-- ARTICLE --
########
Possible to save variable labels with data frame?

I am currently working on a project that involves reading a lot of Stata files (282 at last count). I have no problems with automating that part, but since I need to split the project up into multiple files, I need to save the data frames I generate for later analysis. My problem is whether it is possible to save the variable labels that come with the original data. Currently, I use write_rds but that does not keep the variable label. I guess I could save them back to a Stata file, but that somehow seems like a backward way of going about it. Any suggestions would be much appreciated.

I don't know about Stata files, but you could use purrr with map_dfr() and setnames().

2 Likes

Thank you, but I already have the variable names and the labels thanks to haven. What I am looking for is some way of saving the data frame, including the labels, to my computer so I can have another script load the data frame and the labels would still be there. Using write_rds, only the variable names are saved.

Ok, I misunderstood what you were after.

If you save("yourdata.RData") and load("yourdata.RData") then the names of the dataframes are maintained.

Otherwise I'm not sure what you mean by labels.

1 Like

When you say "labels" do you mean metadata that provides additional information about each column in a data frame? If so, you might check out the label function in the Hmisc package. label creates a label attribute to a data frame that can store a metadata label for each column. There's also a contents function for storing general metadata about an object. These attributes become part of the data frame and persist when you write/read the data as rds files.

I haven't really used this type of metadata feature before, but I think there are a few other packages that have similar features. You can also create attributes for any R object if you want to write your own function(s) for custom metadata storage. The Advanced R book has a section on this.

Thank you @martin.R and @joels. It turns out that there is a known issue with bind_rows where it sometimes strips data frame attributes like variable labels. Here, I mean "variable labels" as in the Stata sense, a description of the variable in addition to the variable name. In Stata, they allow for a convenient way to make, for example, table and graph legends. I am still adjusting to R when it comes to specific features that I relied on in Stata.

The package [sjlabelled](https://cran.r-project.org/web/packages/sjlabelled/index.html) has a command for getting variable and factor labels, so I am probably just going to save those and then reapply then once I am all done with bind_rows.

Thank you both for the suggestions.
########
-- DIRECTIONS --
1) Reproduce word for word the passage of the thread on saving variable labels starting with "I am currently" and going on through "map_dfr() and setnames().".
2) Answer these questions from the thread on saving variable labels:
(a) How many Stata files had been read at last count?
(b) Which package's label function does one reply suggest for storing a metadata label for each column?
(c) Which function is said to sometimes strip data frame attributes such as variable labels?

-- DATA BLOCK --
########
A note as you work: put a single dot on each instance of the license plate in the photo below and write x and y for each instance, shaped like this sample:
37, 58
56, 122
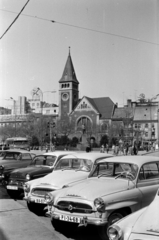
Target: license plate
########
-- EXERCISE ANSWERS --
1)
I am currently working on a project that involves reading a lot of Stata files (282 at last count). I have no problems with automating that part, but since I need to split the project up into multiple files, I need to save the data frames I generate for later analysis. My problem is whether it is possible to save the variable labels that come with the original data. Currently, I use write_rds but that does not keep the variable label. I guess I could save them back to a Stata file, but that somehow seems like a backward way of going about it. Any suggestions would be much appreciated.

I don't know about Stata files, but you could use purrr with map_dfr() and setnames().

2)
(a) 282
(b) Hmisc
(c) bind_rows